EXERCISE DESCRIPTION: Print the listing below exactly.

PROVIDED DATA:
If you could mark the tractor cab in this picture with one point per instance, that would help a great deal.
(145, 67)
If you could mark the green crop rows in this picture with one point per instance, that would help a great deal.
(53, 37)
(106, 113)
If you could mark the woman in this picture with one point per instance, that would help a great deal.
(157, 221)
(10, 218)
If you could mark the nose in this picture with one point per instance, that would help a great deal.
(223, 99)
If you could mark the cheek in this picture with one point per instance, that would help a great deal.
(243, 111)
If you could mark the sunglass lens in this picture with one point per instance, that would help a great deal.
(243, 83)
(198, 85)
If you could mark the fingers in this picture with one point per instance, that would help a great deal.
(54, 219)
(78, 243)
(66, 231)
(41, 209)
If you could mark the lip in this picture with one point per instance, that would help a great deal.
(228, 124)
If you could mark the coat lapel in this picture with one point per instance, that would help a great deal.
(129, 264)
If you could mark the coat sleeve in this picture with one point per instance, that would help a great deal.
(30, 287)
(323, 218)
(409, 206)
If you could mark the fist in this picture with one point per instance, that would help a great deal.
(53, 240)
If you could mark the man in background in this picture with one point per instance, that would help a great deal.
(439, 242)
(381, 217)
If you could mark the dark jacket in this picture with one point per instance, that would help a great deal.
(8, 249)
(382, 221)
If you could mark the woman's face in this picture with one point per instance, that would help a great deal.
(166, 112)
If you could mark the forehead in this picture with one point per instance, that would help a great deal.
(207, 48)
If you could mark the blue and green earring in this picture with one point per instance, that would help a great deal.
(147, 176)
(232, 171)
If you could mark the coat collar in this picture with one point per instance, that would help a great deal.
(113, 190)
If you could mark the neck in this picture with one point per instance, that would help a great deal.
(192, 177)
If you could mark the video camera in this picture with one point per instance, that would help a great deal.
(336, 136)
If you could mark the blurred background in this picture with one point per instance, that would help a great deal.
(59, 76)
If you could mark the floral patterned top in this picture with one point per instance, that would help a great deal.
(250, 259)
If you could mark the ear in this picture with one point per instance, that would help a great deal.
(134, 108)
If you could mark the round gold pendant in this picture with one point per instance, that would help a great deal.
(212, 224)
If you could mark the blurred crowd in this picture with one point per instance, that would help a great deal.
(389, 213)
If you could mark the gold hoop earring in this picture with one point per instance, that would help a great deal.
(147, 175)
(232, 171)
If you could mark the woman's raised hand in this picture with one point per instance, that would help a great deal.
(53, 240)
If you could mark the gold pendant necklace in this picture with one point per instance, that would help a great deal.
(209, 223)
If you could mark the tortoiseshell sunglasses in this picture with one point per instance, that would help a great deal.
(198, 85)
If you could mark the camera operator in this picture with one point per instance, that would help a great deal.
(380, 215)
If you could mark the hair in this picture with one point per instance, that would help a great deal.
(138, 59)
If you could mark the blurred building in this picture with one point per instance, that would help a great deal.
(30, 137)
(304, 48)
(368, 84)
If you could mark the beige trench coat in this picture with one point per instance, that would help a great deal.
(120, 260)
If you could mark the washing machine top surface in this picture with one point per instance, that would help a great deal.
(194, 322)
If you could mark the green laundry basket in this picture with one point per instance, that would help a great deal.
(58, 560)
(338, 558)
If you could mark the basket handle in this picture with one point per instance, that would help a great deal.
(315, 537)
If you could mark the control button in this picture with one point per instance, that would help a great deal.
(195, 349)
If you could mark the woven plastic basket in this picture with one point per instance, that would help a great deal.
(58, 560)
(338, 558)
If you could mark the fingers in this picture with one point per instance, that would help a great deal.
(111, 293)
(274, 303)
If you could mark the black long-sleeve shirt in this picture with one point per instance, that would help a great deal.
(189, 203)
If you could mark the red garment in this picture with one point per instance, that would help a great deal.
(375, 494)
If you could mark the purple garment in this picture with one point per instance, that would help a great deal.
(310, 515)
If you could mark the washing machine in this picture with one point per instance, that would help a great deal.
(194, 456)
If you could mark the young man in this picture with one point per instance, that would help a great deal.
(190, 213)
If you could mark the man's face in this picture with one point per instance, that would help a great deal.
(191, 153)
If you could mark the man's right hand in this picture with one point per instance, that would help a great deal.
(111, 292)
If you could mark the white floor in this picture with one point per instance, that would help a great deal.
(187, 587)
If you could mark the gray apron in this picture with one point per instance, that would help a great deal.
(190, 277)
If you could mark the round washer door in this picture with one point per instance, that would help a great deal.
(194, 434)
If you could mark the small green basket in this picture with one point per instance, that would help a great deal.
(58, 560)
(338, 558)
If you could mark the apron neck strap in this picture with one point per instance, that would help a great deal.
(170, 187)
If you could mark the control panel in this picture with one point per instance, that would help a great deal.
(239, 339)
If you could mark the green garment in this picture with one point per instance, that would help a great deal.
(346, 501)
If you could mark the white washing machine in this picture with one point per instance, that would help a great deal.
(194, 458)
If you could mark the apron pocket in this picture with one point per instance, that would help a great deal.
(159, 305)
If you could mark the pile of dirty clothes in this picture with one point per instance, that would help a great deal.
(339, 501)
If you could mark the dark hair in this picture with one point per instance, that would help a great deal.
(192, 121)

ANSWER TO THE EXERCISE:
If you could mark the tractor cab in this picture with one point per instance, that would help a great deal.
(145, 67)
If you could mark the green crop rows in this picture with one point per instance, that would help a great deal.
(53, 37)
(106, 113)
If you could mark the woman in this picture with one point per instance, that would help a great deal.
(157, 221)
(10, 218)
If you could mark the nose in this picture with one point per instance, that would help a great deal.
(223, 99)
If you could mark the cheek in this picture with one point per instance, that would help a great deal.
(243, 111)
If you could mark the sunglass lens in this picture with one point per instance, that would help a great deal.
(243, 83)
(198, 85)
If you could mark the fingers in this picture with one point per instance, that would help a great deal.
(54, 219)
(78, 243)
(66, 231)
(41, 209)
If you could mark the lip in this picture with one point per instance, that would help a great deal.
(228, 124)
If you could mark the coat lapel in this picture with one point per instance, that would help a great deal.
(129, 264)
If you could mark the coat sleeve in this picture with one point per instance, that would help a great deal.
(30, 287)
(323, 218)
(409, 206)
If you could mark the fist in this picture with one point per instance, that would help a great deal.
(53, 240)
If you could mark the man in background in this picture with one point per instance, that would help a great deal.
(439, 242)
(381, 217)
If you could mark the dark jacket in this picture with one point per instance, that would help a great deal.
(8, 249)
(382, 221)
If you could mark the woman's face in this picture with one point per instance, that would help a great deal.
(166, 112)
If you could mark the forehead in this picture with one point per instance, that would help a great deal.
(207, 48)
If you could mark the blue and green earring in this picture with one point per instance, that would help a great deal.
(147, 176)
(232, 171)
If you could mark the coat collar in this picture with one point per instance, that would help a great deal.
(113, 190)
If you could mark the neck in this picture with one point per instance, that would help a great deal.
(192, 177)
If you could mark the video camera in this picture with one point per instance, that would help a great deal.
(336, 136)
If you could mark the blurred background in this picture with one point per instance, that would help a great deal.
(59, 76)
If you could mark the floral patterned top in this picture with one point per instance, that would help a great deal.
(250, 259)
If you could mark the ear in this picture with one point per instance, that would help a great deal.
(134, 108)
If you could mark the round gold pendant in this picture with one point per instance, that would help a great deal.
(212, 224)
If you could mark the blurred crowd in this picture with one point per instance, that would help a great deal.
(389, 213)
If you could mark the gold hoop earring in this picture with one point per instance, that would help a great deal.
(147, 175)
(232, 171)
If you could mark the woman's raised hand in this picture with one point per instance, that would help a great deal.
(53, 240)
If you could mark the gold pendant necklace in this picture with one point per instance, that would help a great deal.
(209, 223)
If you could mark the tortoiseshell sunglasses in this picture with one point per instance, that would help a great deal.
(198, 85)
If you could mark the camera operator in this picture with one point per instance, that would help a great deal.
(380, 215)
If you could mark the hair in this picture with one point per instance, that would help a great deal.
(138, 59)
If you could mark the blurred building in this picture with one point per instance, that would help a great deal.
(30, 137)
(304, 48)
(368, 84)
If you could mark the beige trench coat in this picture with one point per instance, that would help a great deal.
(120, 260)
If you could mark the washing machine top surface in this picture with one point per instance, that would help a great deal.
(194, 322)
If you could mark the green laundry basket in this picture with one point per instance, that would help a great deal.
(58, 560)
(338, 558)
If you could mark the basket handle in this picture with one point per instance, that would help a great deal.
(315, 537)
If you could mark the control button in this picture with one point per instance, that would help a great deal.
(195, 349)
If you could mark the woven plastic basket in this picture with one point per instance, that would help a great deal.
(58, 560)
(338, 558)
If you could mark the fingers in this picture with one point per instance, that would help a great deal.
(111, 293)
(274, 303)
If you could mark the black long-sleeve shirt in this picture with one point per instance, that would help a great deal.
(189, 203)
If you could mark the red garment in this picture with one point per instance, that would help a great deal.
(375, 494)
If you could mark the purple garment in this picture with one point per instance, that would help a great deal.
(310, 515)
If you could mark the washing machine in this picture with one point per instance, that would help a great deal.
(194, 456)
If you could mark the young man in this picture with one point per instance, that would help a great deal.
(190, 213)
If you could mark the man's face in this picture with one point per instance, that would help a great deal.
(191, 153)
If you could mark the man's right hand in this picture with one point per instance, that would help a great deal.
(111, 292)
If you could mark the white floor in this picture with one point per instance, that would help a great deal.
(187, 587)
If you could mark the gray apron in this picture with one point per instance, that would help a great deal.
(190, 277)
If you could mark the round washer door in this picture with one point per instance, that would help a great deal.
(194, 434)
If you could mark the small green basket in this picture with one point per instance, that would help a great deal.
(58, 560)
(338, 558)
If you could mark the apron neck strap in this picture with one point per instance, that would help a great deal.
(170, 187)
If you could mark the control panel in this picture with one point per instance, that would help a great deal.
(239, 339)
If you could mark the green garment in this picture with one point per instance, that would help a great deal.
(346, 501)
If you could mark the white washing machine in this picture with one point per instance, that would help a great deal.
(194, 458)
If you could mark the apron pocket in this picture with one point per instance, that would help a great deal.
(159, 305)
If you could mark the pile of dirty clothes in this picture with one point per instance, that would help a great deal.
(339, 501)
If you could mark the dark hair in this picture with one point per instance, that would help a great deal.
(192, 121)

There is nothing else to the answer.